Work to complete: Recast the lines from the start of the records through the line containing "414], [860, 405]]" as a two-column CSV with the columns request and mask. Give one row per request, put each field in quotes, replace line breaks with spaces, and leave out the pictures.

Shape boundary entries
+ + +

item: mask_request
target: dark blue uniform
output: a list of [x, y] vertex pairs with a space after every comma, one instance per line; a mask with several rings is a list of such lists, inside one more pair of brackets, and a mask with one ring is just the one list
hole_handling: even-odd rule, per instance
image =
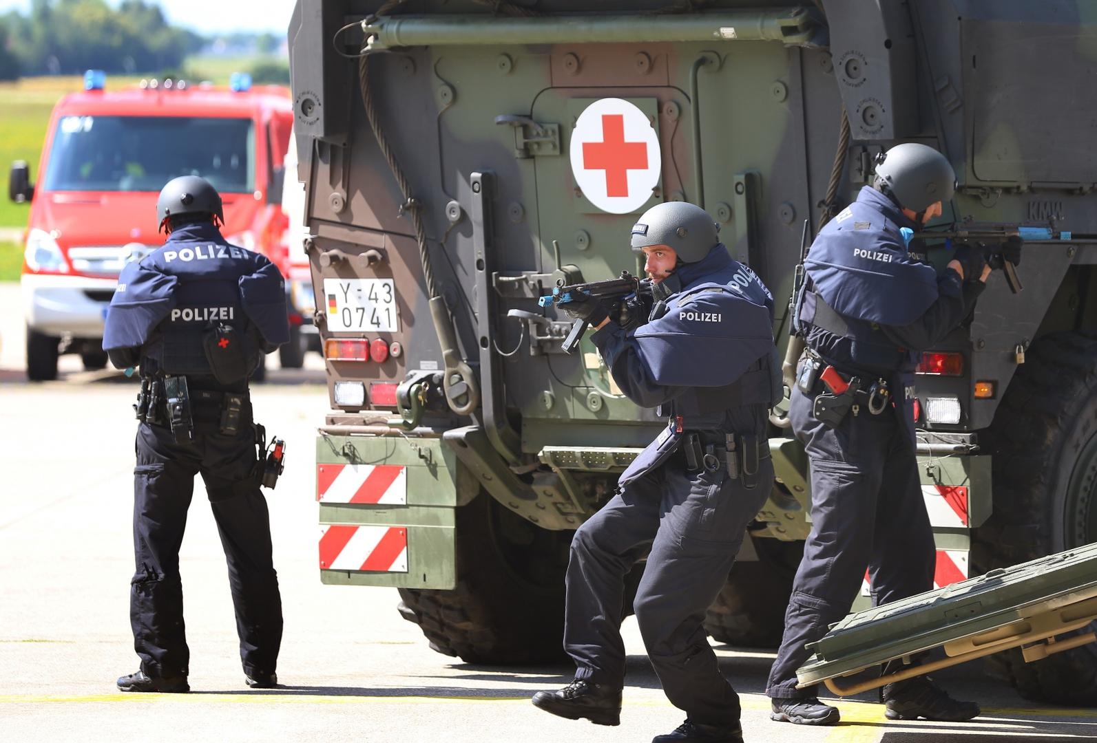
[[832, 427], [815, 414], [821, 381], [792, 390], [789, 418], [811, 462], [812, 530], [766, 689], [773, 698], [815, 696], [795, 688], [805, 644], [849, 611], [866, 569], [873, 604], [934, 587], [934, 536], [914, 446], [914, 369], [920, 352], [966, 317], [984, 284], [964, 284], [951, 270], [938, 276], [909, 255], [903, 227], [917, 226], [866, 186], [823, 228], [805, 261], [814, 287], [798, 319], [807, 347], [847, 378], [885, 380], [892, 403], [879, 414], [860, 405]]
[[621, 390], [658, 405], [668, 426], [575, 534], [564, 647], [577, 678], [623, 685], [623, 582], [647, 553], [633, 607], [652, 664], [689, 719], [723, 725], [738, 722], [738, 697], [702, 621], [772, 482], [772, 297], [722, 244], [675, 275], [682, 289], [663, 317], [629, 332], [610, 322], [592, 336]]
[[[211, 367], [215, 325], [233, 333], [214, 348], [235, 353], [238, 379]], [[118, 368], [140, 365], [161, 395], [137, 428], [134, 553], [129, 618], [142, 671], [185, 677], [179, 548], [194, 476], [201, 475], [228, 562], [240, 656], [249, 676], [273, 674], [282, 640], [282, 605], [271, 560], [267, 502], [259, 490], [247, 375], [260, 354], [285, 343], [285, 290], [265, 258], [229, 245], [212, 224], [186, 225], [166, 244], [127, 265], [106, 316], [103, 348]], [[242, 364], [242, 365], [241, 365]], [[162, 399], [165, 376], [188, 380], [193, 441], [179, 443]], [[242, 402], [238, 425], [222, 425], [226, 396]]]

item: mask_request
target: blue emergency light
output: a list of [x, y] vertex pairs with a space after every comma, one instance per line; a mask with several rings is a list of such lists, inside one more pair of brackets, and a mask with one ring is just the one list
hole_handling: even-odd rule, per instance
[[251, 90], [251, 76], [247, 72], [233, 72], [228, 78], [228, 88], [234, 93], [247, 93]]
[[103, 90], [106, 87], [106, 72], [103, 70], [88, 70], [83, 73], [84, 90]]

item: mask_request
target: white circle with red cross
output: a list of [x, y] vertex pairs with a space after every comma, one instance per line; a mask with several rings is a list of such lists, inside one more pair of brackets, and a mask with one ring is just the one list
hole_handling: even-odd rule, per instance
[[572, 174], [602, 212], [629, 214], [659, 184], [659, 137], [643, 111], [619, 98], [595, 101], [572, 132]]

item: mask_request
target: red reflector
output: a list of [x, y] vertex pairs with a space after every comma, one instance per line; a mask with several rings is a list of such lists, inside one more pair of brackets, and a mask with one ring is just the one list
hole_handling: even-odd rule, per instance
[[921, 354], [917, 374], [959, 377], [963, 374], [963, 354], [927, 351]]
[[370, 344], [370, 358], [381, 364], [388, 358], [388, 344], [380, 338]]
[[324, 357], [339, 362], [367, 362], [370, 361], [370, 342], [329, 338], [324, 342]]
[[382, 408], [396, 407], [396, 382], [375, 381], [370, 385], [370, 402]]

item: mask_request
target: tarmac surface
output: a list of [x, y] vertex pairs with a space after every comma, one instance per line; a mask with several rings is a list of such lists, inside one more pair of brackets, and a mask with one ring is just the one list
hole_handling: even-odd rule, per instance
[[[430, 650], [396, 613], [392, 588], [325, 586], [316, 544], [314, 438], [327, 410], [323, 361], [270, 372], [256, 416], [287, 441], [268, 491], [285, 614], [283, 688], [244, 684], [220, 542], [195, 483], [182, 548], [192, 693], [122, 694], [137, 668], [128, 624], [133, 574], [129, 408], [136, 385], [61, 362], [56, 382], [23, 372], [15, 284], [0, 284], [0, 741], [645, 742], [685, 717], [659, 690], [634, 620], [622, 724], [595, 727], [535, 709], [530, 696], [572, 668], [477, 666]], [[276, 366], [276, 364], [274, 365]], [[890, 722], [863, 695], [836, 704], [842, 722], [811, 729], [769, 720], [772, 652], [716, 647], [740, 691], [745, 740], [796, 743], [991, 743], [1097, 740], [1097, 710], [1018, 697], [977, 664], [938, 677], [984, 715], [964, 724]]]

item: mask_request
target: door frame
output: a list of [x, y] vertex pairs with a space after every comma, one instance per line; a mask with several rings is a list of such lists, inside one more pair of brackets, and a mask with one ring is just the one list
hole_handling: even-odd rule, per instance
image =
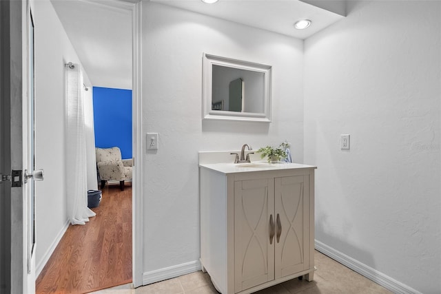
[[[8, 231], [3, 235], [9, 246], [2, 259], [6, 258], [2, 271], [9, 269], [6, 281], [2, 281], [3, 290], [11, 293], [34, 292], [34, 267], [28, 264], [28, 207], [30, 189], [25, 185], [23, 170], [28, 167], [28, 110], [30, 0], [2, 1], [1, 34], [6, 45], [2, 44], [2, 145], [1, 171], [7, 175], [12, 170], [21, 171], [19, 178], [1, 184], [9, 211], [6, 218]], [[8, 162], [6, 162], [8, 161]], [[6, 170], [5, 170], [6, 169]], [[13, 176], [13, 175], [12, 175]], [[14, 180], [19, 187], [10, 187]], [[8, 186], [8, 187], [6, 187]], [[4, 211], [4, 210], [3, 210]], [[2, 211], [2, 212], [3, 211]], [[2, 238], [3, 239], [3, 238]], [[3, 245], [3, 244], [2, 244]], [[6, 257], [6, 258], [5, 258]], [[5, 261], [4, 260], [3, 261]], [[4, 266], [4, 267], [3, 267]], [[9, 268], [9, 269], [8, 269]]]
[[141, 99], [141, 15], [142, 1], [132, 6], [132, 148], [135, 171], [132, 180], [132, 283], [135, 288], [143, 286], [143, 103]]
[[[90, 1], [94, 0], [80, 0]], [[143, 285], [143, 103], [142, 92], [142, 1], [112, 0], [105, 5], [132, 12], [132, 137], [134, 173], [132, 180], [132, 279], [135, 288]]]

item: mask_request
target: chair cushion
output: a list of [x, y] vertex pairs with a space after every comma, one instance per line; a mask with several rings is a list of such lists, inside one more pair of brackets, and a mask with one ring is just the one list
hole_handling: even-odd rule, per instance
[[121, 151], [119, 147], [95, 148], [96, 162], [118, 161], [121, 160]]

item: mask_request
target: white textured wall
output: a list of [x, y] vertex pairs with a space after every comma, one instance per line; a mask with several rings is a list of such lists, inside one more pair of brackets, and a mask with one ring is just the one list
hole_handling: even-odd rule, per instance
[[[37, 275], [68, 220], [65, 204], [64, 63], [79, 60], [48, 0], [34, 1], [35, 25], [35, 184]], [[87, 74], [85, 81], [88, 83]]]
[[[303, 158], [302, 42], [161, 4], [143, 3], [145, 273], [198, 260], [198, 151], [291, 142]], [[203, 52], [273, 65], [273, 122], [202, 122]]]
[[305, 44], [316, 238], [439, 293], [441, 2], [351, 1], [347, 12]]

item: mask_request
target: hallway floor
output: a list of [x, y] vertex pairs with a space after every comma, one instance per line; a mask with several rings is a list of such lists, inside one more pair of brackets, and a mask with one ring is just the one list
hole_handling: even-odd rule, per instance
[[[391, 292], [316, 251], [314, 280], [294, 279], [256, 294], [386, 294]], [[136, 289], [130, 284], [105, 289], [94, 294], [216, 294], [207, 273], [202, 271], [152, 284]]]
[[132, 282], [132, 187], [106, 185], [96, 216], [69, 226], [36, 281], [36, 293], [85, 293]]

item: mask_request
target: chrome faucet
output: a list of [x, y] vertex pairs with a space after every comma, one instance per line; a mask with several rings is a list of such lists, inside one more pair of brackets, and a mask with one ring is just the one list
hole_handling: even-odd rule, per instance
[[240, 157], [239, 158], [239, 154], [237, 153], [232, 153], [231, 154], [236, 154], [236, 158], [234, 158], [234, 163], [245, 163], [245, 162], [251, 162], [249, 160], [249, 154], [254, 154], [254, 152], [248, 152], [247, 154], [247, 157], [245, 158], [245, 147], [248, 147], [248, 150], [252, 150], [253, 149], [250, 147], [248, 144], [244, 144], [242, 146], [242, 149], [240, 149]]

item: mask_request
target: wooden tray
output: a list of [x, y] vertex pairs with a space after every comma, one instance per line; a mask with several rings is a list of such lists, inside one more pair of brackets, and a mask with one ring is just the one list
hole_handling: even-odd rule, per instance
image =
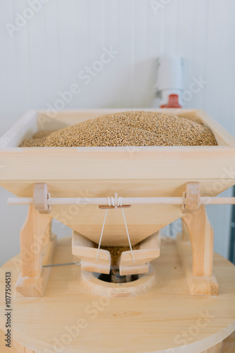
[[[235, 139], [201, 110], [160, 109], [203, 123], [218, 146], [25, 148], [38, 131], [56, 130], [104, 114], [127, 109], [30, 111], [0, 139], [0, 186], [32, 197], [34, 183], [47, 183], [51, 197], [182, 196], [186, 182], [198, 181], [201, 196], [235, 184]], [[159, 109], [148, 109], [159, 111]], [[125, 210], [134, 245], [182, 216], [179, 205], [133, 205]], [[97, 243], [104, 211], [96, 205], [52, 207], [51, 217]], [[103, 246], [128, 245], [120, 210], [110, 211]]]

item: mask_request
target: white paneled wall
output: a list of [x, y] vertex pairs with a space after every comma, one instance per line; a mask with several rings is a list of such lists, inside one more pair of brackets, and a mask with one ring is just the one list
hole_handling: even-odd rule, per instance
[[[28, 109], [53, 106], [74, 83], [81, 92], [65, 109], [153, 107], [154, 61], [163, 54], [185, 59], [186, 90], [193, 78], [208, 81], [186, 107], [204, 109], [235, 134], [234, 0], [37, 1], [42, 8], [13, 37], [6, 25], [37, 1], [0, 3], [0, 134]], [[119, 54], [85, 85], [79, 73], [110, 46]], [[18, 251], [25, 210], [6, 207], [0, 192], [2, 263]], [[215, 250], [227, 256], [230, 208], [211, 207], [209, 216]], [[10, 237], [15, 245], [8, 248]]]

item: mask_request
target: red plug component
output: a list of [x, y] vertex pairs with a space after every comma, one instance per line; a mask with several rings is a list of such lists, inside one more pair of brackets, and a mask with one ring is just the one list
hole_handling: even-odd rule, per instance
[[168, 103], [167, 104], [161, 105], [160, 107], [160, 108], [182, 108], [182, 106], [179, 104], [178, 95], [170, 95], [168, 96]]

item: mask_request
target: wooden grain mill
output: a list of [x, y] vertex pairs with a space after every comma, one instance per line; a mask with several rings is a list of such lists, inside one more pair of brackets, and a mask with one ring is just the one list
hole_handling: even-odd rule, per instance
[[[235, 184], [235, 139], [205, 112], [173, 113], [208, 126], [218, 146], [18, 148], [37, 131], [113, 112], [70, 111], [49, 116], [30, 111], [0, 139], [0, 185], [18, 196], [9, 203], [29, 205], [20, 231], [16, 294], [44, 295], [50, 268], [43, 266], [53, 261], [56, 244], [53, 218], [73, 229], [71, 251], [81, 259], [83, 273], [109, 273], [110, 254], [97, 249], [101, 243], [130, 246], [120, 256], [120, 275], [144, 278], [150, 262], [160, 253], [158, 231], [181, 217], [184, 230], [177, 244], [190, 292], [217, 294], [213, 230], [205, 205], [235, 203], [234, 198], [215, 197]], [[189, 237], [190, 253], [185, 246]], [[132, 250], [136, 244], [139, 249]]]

+ + +

Solution to this task:
request,mask
"item: mask_request target: dark blue uniform output: a list of [x, y] vertex pairs with a space after every comma, one instance per line; a mask with several rings is a list of such lists, inside one more pair of brackets, and a mask with one ring is just the one list hole_handling: even-odd rule, per instance image =","[[832, 427], [815, 414], [821, 381], [792, 390], [789, 418], [811, 462], [812, 530], [766, 689], [773, 698], [815, 696], [795, 688], [805, 644], [849, 611], [866, 569], [873, 604], [934, 587], [934, 536], [914, 446], [914, 369], [920, 352], [966, 317], [984, 284], [964, 284], [951, 270], [938, 276], [909, 255], [903, 227], [917, 226], [866, 186], [823, 228], [805, 261], [814, 287], [798, 319], [807, 347], [847, 378], [885, 380], [892, 403], [879, 414], [860, 405]]"